**EXERCISE PROMPT:**
After finding the line with "Query: woman's open mouth" in the entries below, retype exactly each line from there through the line with "Reviewer note: every instance of the woman's right", including that final line.

**DATA SECTION:**
• • • •
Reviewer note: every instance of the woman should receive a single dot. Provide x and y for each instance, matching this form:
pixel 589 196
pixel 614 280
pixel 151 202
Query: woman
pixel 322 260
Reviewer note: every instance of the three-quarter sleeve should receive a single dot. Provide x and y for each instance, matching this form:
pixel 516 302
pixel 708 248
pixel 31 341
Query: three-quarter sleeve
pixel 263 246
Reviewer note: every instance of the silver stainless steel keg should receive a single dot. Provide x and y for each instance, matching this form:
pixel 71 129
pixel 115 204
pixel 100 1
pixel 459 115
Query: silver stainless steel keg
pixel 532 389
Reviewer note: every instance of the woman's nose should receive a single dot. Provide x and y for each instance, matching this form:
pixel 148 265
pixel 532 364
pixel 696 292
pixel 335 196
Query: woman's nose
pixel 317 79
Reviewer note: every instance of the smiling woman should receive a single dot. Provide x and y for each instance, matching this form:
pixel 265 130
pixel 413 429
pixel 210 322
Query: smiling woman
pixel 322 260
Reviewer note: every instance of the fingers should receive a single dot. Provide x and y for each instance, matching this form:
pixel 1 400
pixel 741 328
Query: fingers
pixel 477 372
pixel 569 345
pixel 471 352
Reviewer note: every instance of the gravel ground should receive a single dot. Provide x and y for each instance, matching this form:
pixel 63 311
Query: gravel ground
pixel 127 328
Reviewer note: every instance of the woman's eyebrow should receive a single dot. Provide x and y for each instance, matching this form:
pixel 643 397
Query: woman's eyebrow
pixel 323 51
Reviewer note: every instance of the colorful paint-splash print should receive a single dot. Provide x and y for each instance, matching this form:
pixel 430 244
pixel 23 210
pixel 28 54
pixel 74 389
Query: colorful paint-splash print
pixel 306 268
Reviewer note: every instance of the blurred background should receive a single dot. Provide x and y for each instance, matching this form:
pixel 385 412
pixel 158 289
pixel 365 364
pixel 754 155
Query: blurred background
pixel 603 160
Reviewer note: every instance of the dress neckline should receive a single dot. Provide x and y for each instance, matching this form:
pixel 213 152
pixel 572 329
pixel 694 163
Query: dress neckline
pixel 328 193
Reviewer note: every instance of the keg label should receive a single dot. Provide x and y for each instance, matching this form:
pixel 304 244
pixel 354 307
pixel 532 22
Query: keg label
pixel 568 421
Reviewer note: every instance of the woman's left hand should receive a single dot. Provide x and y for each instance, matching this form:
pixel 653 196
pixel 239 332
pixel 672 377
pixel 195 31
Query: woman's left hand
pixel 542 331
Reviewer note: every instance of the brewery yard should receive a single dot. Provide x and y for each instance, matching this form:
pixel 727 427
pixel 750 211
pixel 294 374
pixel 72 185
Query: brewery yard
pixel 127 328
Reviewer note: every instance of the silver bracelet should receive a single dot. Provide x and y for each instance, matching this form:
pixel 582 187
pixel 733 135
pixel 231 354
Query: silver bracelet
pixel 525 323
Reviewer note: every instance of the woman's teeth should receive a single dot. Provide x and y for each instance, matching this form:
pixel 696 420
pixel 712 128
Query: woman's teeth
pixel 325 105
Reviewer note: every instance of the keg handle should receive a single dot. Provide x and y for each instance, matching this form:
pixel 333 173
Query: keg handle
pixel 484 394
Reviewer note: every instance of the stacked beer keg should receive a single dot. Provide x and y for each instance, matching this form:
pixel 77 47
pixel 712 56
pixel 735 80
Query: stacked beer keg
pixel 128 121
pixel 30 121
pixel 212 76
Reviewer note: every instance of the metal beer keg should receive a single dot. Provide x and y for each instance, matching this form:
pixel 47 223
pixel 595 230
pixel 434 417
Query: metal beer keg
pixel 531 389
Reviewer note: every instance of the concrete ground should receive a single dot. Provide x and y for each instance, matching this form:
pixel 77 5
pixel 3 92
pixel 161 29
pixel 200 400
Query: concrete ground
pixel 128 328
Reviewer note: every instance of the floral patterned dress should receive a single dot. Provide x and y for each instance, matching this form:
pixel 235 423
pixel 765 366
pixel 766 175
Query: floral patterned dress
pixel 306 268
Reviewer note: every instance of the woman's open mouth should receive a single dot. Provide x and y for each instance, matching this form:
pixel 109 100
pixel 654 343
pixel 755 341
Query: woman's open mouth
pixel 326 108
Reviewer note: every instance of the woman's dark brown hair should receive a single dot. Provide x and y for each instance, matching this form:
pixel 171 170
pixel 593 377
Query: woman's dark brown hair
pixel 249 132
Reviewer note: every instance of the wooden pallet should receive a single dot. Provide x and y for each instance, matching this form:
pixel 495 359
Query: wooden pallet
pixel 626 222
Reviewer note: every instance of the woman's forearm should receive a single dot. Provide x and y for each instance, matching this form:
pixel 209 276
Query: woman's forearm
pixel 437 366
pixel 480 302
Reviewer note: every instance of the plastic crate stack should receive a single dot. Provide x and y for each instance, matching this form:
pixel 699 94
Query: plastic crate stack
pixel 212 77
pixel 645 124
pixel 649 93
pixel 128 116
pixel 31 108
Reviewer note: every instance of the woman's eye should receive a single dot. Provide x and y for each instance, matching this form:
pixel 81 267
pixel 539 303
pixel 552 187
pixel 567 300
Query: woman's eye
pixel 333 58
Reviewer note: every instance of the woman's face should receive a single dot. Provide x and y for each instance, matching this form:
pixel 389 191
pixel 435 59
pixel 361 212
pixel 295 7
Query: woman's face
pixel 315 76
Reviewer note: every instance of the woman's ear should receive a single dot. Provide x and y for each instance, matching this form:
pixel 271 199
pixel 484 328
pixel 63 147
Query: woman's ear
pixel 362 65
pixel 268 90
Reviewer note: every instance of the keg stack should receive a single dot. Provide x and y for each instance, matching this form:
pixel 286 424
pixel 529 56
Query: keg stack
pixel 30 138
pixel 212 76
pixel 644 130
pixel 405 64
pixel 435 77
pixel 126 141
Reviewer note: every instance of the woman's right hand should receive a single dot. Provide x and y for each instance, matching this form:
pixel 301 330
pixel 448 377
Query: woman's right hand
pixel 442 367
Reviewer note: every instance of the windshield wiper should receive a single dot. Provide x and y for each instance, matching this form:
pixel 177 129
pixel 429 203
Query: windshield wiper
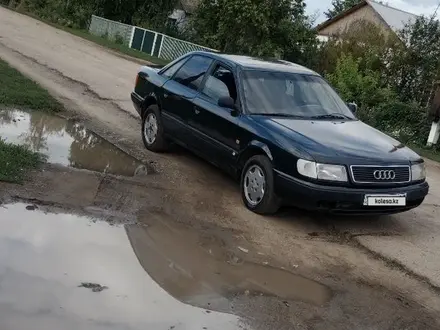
pixel 332 116
pixel 281 115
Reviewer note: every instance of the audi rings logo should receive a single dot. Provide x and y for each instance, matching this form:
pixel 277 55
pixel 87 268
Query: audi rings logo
• • • •
**WRITTEN SOLUTION:**
Query: woman's open mouth
pixel 326 108
Reviewer note: every instance of the woman's dark brown hair should receive a single dot. Provide x and y for each instance, matching this form:
pixel 171 170
pixel 593 377
Query: woman's dark brown hair
pixel 249 132
Reviewer note: every instance of the wooden pallet should receive a single dot. Provide x and y for each instance, matching this form:
pixel 495 359
Query: wooden pallet
pixel 626 222
Reviewer note: every instance of the woman's forearm should receive a single dot. Provide x and y for each instance, matching this form:
pixel 209 276
Query: woman's forearm
pixel 437 366
pixel 480 302
Reviewer note: every instance of the plastic crate stack should receive a single dot. Provide x and y for each instance, matching this form:
pixel 699 94
Query: plastic crate stack
pixel 212 77
pixel 645 124
pixel 649 93
pixel 128 116
pixel 31 108
Reviewer note: every instance of the woman's eye should receive a single dot. Provide x and y for each instance, matching this form:
pixel 81 267
pixel 539 303
pixel 552 187
pixel 567 300
Query: woman's eye
pixel 333 58
Reviewer note: every instance of the woman's face should receive a single dot. Provide x and y for each instance, matching this form:
pixel 389 191
pixel 435 59
pixel 361 212
pixel 295 7
Query: woman's face
pixel 315 76
Reviewer note: every instance of the woman's ear should receive a single dot. Provide x and y for each instance, matching this form:
pixel 271 199
pixel 484 328
pixel 63 147
Query: woman's ear
pixel 362 65
pixel 268 90
Reviewer note: every instance of the keg stack should receive a single dot. Provide x and y for each instance, matching this form:
pixel 286 424
pixel 529 56
Query: keg stack
pixel 30 138
pixel 212 76
pixel 644 130
pixel 405 64
pixel 435 77
pixel 126 141
Reviewer note: every instance of the woman's right hand should receive a single dot. Provide x and y for each instance, matching this form:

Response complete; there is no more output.